• Entri Hasil Ekstraksi:
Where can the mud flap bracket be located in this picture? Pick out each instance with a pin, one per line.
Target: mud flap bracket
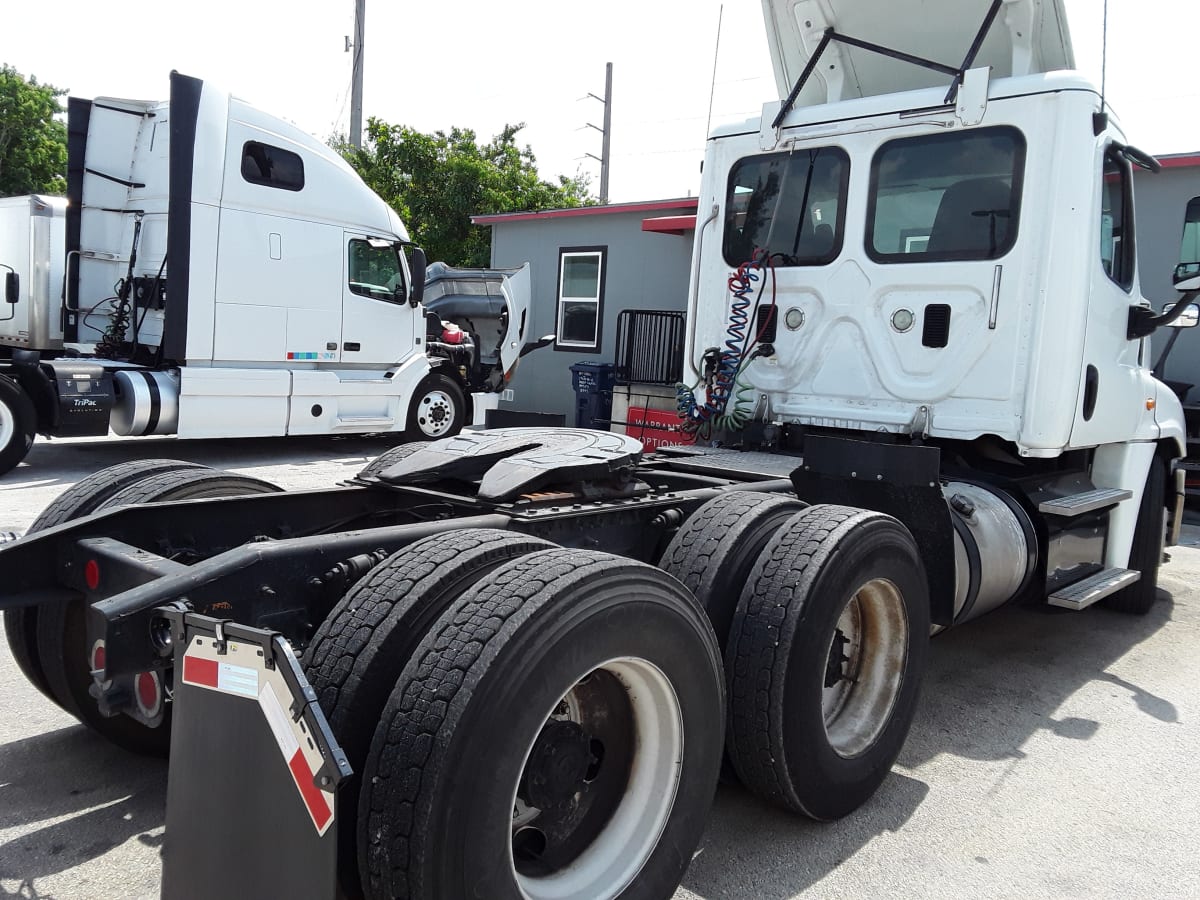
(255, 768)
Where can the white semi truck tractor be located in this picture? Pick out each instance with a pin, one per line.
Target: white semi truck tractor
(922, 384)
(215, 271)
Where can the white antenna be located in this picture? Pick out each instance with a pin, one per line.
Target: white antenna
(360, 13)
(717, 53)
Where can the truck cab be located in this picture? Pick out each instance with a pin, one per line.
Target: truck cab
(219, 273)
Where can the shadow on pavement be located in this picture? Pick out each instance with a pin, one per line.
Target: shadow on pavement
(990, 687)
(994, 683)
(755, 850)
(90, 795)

• Instruksi Tugas:
Perbarui semua entri di atas dengan mengganti "white" menjadi "silver" tanpa mengubah bagian lainnya. Gambar tidak perlu disertakan dalam jawaban.

• Penyelesaian Latihan:
Where can the mud flap bracket be located in this picture? Pick out each instance with a pin, one per line.
Target: mud flap bracket
(255, 768)
Where can the silver semi truck tractor be located in this picture? Pick out each instance with a pin, one per line.
Target: silver semi truck tractor
(922, 384)
(215, 271)
Where can the silver antenna be located in this picture? Pick out each instance with a pin, one per line.
Target: silver antenna
(360, 13)
(717, 53)
Where can the truck cab be located in this picture? Pick out each instance with a pin, one per line.
Target: truck cab
(219, 273)
Where can the shadow on pavement be located in this picture? Pick out each instance with a pin, one per line.
Target: shadow on pavement
(990, 687)
(994, 683)
(755, 850)
(90, 795)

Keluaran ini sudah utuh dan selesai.